§ **AIM OF THE EXERCISE**
Quote every line of the material beneath this one.

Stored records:
»»

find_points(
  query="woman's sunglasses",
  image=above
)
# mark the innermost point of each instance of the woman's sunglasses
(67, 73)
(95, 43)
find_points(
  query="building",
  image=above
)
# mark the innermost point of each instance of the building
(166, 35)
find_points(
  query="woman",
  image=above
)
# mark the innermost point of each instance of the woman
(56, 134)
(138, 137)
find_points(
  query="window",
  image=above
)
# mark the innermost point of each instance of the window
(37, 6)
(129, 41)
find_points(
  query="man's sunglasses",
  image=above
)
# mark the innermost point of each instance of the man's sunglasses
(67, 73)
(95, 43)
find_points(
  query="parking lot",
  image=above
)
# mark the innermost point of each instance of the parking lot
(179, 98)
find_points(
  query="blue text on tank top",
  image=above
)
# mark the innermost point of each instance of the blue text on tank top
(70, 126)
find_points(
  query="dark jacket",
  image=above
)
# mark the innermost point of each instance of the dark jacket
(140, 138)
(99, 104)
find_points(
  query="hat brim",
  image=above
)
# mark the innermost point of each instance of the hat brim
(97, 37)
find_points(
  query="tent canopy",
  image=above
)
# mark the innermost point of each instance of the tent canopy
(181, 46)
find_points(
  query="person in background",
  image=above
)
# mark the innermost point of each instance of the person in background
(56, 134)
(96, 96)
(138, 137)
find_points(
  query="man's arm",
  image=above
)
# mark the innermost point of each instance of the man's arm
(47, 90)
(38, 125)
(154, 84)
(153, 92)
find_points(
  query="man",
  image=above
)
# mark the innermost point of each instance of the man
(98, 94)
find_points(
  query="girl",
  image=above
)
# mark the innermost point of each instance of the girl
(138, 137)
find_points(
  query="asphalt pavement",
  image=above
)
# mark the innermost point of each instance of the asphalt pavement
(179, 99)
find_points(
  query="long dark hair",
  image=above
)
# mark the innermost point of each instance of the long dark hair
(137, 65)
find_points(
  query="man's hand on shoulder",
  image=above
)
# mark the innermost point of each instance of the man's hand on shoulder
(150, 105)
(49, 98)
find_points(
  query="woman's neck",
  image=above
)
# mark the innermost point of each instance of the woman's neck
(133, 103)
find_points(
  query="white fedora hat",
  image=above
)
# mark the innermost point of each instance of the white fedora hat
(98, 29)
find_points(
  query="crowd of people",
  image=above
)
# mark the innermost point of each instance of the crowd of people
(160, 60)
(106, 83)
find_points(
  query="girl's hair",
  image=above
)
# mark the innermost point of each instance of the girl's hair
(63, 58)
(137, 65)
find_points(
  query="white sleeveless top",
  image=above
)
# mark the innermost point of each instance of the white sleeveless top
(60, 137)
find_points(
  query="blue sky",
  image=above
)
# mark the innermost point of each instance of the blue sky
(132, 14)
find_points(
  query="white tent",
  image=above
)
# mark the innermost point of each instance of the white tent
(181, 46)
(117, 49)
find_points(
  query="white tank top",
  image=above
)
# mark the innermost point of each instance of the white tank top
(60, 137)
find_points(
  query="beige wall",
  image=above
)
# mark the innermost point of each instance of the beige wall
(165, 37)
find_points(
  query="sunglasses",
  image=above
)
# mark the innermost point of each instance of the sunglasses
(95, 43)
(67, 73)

««

§ **RESULT**
find_points(
  query="woman's sunglasses",
  image=above
)
# mark the innermost point of each instance of the woman's sunglasses
(67, 73)
(95, 43)
find_points(
  query="building",
  image=above
)
# mark the innermost point of each instance of the building
(166, 35)
find_points(
  query="woman",
  image=above
)
# mark the innermost point of each instance of the woman
(56, 134)
(138, 137)
find_points(
  query="window",
  image=above
)
# mark the innermost point of each instance of the window
(37, 6)
(129, 41)
find_points(
  query="man's sunglasses",
  image=above
)
# mark the innermost point of each instance of the man's sunglasses
(67, 73)
(95, 43)
find_points(
  query="parking lot",
  image=above
)
# mark the innermost point of each instance of the parking lot
(179, 98)
find_points(
  query="blue text on tank top",
  image=above
)
# mark the innermost point of each instance of the blue text on tank top
(70, 126)
find_points(
  query="dark jacket",
  image=above
)
# mark the innermost point of each instance of the dark jacket
(140, 138)
(99, 104)
find_points(
  query="hat brim",
  image=above
)
# mark the innermost point of each instance of the hat brim
(97, 37)
find_points(
  query="tent canopy",
  image=above
)
# mark the innermost point of each instance of the tent canopy
(181, 46)
find_points(
  query="person in background",
  image=above
)
# mark the innermost point of each instance of the person in background
(56, 134)
(96, 96)
(138, 137)
find_points(
  query="man's arm",
  image=above
)
# mark the innermost point of each instance of the man's arm
(47, 90)
(38, 125)
(154, 84)
(153, 92)
find_points(
  query="man",
  image=above
)
# mark the innermost point of each instance of the man
(98, 94)
find_points(
  query="girl",
  image=above
)
# mark the innermost point of each instance of the girl
(138, 137)
find_points(
  query="asphalt pavement",
  image=above
)
# mark the innermost point of each instance of the asphalt pavement
(179, 99)
find_points(
  query="long dark hair",
  image=above
)
# mark the innermost point of each instance of the long dark hair
(137, 65)
find_points(
  query="man's hand on shoulder",
  image=above
)
# mark the innermost point of each instance of the man's hand on shoulder
(150, 105)
(49, 98)
find_points(
  query="woman's neck",
  image=above
)
# mark the innermost point of each instance of the woman's neck
(133, 103)
find_points(
  query="white fedora hat",
  image=above
)
# mark the innermost point of each instance of the white fedora hat
(98, 29)
find_points(
  query="crowd of people",
  image=above
)
# mark the innermost point of each instance of the crowd of people
(160, 60)
(106, 83)
find_points(
  query="girl's hair",
  image=above
)
# mark the innermost point of each instance of the girl's hair
(63, 58)
(137, 65)
find_points(
  query="white sleeveless top",
  image=above
)
# mark the innermost point of each instance of the white sleeveless top
(60, 137)
find_points(
  query="blue sky",
  image=above
)
# mark the innermost point of each instance of the blue sky
(132, 14)
find_points(
  query="white tent",
  image=above
)
# mark the innermost point of each instance of the white tent
(181, 46)
(117, 49)
find_points(
  query="white tank top",
  image=above
)
# mark the innermost point of each instance of the white tank top
(60, 137)
find_points(
  query="beige wall",
  image=above
)
# mark the innermost point of each instance of the beige wall
(165, 37)
find_points(
  query="sunglasses",
  image=above
)
# mark the innermost point of each instance of the sunglasses
(95, 43)
(67, 73)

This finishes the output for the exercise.